Lay out the lines of the records below as a Markdown table with the columns "Row" and "Line", from the line containing "the propeller, which" through the end of the records, inclusive. Number the rows and leave out any blank lines.

● **DATASET ENTRIES**:
* START *

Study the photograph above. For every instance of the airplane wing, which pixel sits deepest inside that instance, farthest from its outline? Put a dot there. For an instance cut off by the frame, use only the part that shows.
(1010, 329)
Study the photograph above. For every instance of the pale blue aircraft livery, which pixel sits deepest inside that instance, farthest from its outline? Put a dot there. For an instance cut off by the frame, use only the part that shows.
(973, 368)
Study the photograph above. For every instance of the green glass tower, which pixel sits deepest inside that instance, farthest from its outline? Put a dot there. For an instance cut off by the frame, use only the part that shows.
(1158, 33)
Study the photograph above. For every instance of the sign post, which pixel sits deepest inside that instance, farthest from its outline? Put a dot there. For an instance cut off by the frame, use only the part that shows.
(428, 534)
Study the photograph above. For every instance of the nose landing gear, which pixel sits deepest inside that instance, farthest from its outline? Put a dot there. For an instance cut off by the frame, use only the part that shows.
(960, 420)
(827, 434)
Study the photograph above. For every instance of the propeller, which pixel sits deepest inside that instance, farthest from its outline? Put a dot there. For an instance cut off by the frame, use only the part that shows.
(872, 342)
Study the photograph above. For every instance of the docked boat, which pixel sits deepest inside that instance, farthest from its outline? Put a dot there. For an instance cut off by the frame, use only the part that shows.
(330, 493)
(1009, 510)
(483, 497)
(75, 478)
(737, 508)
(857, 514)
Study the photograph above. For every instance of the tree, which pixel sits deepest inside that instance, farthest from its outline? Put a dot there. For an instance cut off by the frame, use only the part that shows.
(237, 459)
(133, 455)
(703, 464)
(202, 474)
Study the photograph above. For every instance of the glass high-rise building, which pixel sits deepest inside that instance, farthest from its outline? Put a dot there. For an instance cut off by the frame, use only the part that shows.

* END *

● **RIGHT ANSWER**:
| Row | Line |
|---|---|
| 1 | Study the photograph above. For every instance of the propeller, which pixel sits deepest inside that instance, farthest from its outline? Put a dot there. For an instance cut off by the frame, use only the part that shows. |
| 2 | (872, 342) |
| 3 | Study the photograph above. For every instance of the docked boat, which pixel sits deepest inside that instance, farthest from its outline? Put a dot there. For an instance cut off by the frame, use only the part that shows. |
| 4 | (330, 493) |
| 5 | (1009, 510) |
| 6 | (483, 497) |
| 7 | (75, 478) |
| 8 | (737, 508) |
| 9 | (857, 514) |
| 10 | Study the photograph above. For every instance of the tree, which pixel sits deepest inside that instance, farthest from its outline? Put a dot there. For an instance cut off by the frame, use only the part that shows. |
| 11 | (237, 459) |
| 12 | (133, 455) |
| 13 | (703, 464) |
| 14 | (202, 474) |
| 15 | Study the photograph above. For every instance of the glass high-rise building, which pixel sits deepest inside that instance, farthest from its outline? Put a dot there. For an instance cut off by the frame, use only the part that shows. |